• _Stated exercise A_
According to the excerpt on quantum randomness certification, to which Fock states are state preparations limited?

--- Excerpt to read ---

Restricting state preparations to the two-level Fock subspace lets standard optical measurements certify positive quantum randomness in continuous-variable systems.

A machine-rendered reading of the paper's core claim, the machinery that carries it, and where it could break.

The paper sets out to show that genuine quantum randomness can be certified in continuous-variable optical platforms without assuming full device independence. It does so by turning the abstract dimension bound into an operational constraint: state preparations are limited to the vacuum and single-photon Fock states. With this restriction in place, ordinary homodyne detection and displacement operations produce a dimension-witness violation that guarantees positive min-entropy. The scheme stays effective even when realistic channel losses and reference-frame misalignments are included, indicating that randomness certification need not require complex discrete-variable hardware.

Core claim

The central claim is that a semi-device-independent protocol certifies positive min-entropy on discretized continuous-variable platforms by restricting preparations to the two-level Fock subspace. Standard homodyne and displacement measurements then yield dimension-witness violations that remain positive under realistic losses and misaligned reference frames, thereby demonstrating that practical quantum randomness generation is achievable with minimal experimental complexity.

What carries the argument

The semi-device-independent dimension witness realized by restricting state preparations to the two-level Fock subspace, which operationally bounds the Hilbert-space dimension and converts measurement statistics into a lower bound on min-entropy.

If this is right

  • Dimension-witness violations certify positive min-entropy even when realistic losses are present.
  • The same violations remain certifying when reference frames between preparation and measurement are misaligned.

--- Data listing ---

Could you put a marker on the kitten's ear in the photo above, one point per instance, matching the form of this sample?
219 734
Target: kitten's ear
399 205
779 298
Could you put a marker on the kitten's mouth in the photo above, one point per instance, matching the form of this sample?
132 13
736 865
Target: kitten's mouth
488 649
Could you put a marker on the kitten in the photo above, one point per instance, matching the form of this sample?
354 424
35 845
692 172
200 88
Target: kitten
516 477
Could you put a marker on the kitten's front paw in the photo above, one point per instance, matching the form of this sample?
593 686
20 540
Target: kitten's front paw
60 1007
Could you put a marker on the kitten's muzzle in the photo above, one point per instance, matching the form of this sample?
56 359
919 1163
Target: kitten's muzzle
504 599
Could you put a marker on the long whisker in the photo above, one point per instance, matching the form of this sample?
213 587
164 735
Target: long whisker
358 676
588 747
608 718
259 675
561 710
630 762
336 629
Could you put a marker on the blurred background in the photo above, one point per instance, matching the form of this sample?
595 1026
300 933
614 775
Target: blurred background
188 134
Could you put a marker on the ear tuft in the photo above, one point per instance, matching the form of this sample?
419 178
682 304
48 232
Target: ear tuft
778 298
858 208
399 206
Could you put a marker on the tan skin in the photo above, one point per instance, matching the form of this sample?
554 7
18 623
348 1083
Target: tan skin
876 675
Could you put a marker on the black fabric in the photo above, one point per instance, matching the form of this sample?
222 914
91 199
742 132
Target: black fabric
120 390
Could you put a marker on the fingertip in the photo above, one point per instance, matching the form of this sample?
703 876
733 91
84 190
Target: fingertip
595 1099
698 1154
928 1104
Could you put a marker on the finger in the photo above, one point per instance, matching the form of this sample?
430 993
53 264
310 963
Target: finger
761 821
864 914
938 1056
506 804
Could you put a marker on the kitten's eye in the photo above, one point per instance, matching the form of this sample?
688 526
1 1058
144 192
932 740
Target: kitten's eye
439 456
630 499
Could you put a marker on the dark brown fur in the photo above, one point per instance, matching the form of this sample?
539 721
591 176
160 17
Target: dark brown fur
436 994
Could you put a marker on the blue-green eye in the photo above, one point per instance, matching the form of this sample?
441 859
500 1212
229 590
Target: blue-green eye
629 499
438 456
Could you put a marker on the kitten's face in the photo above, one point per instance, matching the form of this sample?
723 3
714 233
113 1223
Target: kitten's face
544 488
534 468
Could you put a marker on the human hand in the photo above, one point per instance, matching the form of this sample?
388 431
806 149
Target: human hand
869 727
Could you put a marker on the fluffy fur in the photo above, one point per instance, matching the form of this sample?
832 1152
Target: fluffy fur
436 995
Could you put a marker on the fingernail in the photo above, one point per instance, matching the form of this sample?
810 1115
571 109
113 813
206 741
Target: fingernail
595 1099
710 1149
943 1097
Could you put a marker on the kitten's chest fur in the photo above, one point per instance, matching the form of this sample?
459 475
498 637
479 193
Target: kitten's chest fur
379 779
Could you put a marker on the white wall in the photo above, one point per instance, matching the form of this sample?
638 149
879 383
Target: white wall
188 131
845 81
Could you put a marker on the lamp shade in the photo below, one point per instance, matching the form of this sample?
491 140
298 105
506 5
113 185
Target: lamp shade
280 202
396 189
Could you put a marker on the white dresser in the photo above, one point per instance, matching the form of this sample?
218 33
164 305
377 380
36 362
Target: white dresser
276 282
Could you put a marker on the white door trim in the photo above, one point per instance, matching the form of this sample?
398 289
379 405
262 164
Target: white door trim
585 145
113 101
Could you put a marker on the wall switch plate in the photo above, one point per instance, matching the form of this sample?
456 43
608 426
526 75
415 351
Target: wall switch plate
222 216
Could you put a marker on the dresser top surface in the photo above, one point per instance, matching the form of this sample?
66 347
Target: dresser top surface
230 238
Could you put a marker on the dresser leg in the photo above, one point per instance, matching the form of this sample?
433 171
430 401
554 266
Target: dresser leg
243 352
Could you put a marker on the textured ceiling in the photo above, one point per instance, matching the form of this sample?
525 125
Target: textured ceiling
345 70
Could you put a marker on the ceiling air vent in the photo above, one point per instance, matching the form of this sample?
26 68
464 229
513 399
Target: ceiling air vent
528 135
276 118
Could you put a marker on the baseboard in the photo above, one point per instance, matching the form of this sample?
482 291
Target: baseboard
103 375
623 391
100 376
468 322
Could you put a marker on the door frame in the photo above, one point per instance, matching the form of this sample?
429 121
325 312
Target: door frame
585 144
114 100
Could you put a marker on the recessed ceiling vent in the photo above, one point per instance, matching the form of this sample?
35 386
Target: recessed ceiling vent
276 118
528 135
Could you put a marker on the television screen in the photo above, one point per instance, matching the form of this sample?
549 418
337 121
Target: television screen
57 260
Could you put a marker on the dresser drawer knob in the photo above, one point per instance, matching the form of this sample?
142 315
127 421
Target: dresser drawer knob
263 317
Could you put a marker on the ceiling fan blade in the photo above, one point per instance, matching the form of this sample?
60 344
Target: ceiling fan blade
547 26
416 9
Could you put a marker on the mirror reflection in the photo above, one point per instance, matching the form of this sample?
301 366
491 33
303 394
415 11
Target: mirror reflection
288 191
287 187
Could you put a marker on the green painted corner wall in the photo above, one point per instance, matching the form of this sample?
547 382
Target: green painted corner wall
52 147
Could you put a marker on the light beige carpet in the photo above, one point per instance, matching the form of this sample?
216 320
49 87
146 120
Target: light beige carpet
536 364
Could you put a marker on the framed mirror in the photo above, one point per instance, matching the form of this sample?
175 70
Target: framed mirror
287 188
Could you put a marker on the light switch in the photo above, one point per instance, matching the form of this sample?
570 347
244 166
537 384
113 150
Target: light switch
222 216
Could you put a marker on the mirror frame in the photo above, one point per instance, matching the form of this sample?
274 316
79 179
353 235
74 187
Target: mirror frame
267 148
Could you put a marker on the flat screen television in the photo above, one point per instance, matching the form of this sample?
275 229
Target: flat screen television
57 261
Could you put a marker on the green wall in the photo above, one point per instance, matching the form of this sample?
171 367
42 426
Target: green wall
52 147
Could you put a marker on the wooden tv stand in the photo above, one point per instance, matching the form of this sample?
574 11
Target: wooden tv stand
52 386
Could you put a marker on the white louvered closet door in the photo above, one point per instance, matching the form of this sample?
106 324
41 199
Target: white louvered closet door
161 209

---

• _Stated exercise B_
Collect every line of the listing that contains the word "louvered", matching its case exactly.

• _Written answer A_
The vacuum and single-photon Fock states.

• _Written answer B_
Could you put a marker on the white louvered closet door in the photo above, one point per instance, matching the form of this sample?
Target: white louvered closet door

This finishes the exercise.